WHAT IS ASKED –
Gather every line of the listing below that contains the string "hand".

SOURCE RECORDS –
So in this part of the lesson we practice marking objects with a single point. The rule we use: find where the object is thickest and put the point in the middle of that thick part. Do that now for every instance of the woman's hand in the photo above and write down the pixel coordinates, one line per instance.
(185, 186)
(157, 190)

==

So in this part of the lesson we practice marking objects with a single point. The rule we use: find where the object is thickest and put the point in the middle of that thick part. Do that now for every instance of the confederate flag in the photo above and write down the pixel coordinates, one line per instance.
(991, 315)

---

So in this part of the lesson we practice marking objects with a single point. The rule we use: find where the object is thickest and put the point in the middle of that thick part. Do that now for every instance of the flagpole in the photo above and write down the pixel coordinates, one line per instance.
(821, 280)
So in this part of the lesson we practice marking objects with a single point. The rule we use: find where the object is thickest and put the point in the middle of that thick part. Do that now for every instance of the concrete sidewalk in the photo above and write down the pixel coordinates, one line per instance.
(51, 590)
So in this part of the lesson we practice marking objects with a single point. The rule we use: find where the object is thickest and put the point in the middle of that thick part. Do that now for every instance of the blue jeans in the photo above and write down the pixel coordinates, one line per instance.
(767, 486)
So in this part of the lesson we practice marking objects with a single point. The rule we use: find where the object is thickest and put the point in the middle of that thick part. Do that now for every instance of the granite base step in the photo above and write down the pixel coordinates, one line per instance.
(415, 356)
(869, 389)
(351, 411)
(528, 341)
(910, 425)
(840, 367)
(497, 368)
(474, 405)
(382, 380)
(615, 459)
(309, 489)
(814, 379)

SOLUTION BELOW –
So in this part of the lesson we practice marking objects with a single point. The rule we use: find where the object is thickest and put the point in the middle of that thick part. Do that now for every instance of the woman's hand in the photo above and write down the pixel coordinates, one line per instance.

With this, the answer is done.